====== Passage to read ======

The BSA A7-A10 Forum

Technical => A7 & A10 Engine => Topic started by: farmboyuk on 13.12. 2007 12:03

Title: Measuring compression
Post by: farmboyuk on 13.12. 2007 12:03
This may seem a really dumb question but I'm going to measure the cold compression of my 1952 A10 GF and I thought I would just need to have a idea of the psi/bar expected to read. All I can find in the instruction manual is the ratio of 7.25:1. Can someone please explain, what these numbers represent (is 7.25 the pressure itself?) and what should I do to make sure that the compression is correct. I've bought a compression gauge and just want to know what to expect to read.
Sorry for my ignorance, I've never done this before.  *conf*
Thanks for your time.
Title: Re: Measuring compression
Post by: groily on 13.12. 2007 14:04
hi, the 7.25 just means that the air/fuel mix is in a volume 7.25 times smaller when the plug fires it with the piston near enough at the top of its stroke, compared to the volume of the cylinder and combustion chamber when the piston is at the bottom of its stroke - ie the 'ratio' of the total swept volume to the volume the mixture is in when it goes bang, is 7.25 to 1. A compression test will give you some reading on a gizmo that looks like a beefy tyre pressure gauge screwed into the plug 'ole, and it'll be in pounds per square inch or in some unchristian metric thing. A decent reading would probably be 125-150 pounds per square inch plus . . . anything under 100 is probably not good. I'll bet someone here can give the exact answer. However, if the engine feels right, there's good 'compression' against the kickstart, and it runs right, it probably is right or right enough. If the compression is really bad, then it probably would smoke quite a bit from the exhaust, unless it was a valve giving you the trouble, in which case you might here the gases squeaking past a valve that wasn't closing or seating well when you turned the motor over slowly on the k/s . . .good luck - Groily
Title: Re: Measuring compression
Post by: farmboyuk on 13.12. 2007 15:27
Excellent, thats just the information I was after. Thanks very much for that.
Title: Re: Measuring compression
Post by: LJ. on 13.12. 2007 17:19

Not such a dumb question Ed... I have never been too certain of these measurements myself. I suppose its just a question of plucking up the courage to ask in front of the experts.

======

§ Required actions
1/ Copy the forum thread on measuring compression from "Title: Measuring compression" up to and including "expect to read.".
2/ Write what comes next in the forum thread on measuring compression, starting after its final sentence.
The lines that come after this forum thread on measuring compression have no connection to it.

====== Recorded information ======

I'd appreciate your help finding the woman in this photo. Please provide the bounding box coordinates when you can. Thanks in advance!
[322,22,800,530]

======

§ Task answers
1/
Title: Measuring compression
Post by: farmboyuk on 13.12. 2007 12:03
This may seem a really dumb question but I'm going to measure the cold compression of my 1952 A10 GF and I thought I would just need to have a idea of the psi/bar expected to read. All I can find in the instruction manual is the ratio of 7.25:1. Can someone please explain, what these numbers represent (is 7.25 the pressure itself?) and what should I do to make sure that the compression is correct. I've bought a compression gauge and just want to know what to expect to read.

2/
Any how... I remember reading about a sort of compression testing gadget on some BSA M20 guys website and he has made up some sort of clever device called a leakdown tester, I wonder if it could be used on twin cylinders? Take a look you'll find this interesting... (
Title: Re: Measuring compression
Post by: dpaddock on 13.12. 2007 20:33
The cylinder pressure reading will be the compression ratio times the prevailing atmospheric pressure, adjusted for incomplete cylinder filling. For example, 7.25 times 14.7 psia yields 104 psig times, say, 95 percent to allow for air filter restriction = 99 psi gage reading. In this case, any reading between 95 and 100 psig indicates good conditions.  90 to 95 psig would suggest an acceptably worn engine, whilst a reading below below 90 psig indicates too much leakage. But keep in mind it's not the pressure reading that's important - it's the variation between cylinders, which shouldn't be more than 10 percent. Obviously, the compression tester is of little use for a single.
The leakdown test, referenced in L J's reply, is a much better test. Testers of this sort are available in many automotive parts stores.
Title: Re: Measuring compression
Post by: groily on 13.12. 2007 21:17
knew someone would have an exact answer! and dead right about variation between cylinders too, that's something you don't want . . . groily
Title: Re: Measuring compression
Post by: RichardL on 15.12. 2007 16:20
OK, I am reposting this discussion. The first time I posted it there was some bad theory, which I will explain here. Regardless, in the mean time, dpaddock has provided a very good explanation with the obvious benefit of a lot of experience.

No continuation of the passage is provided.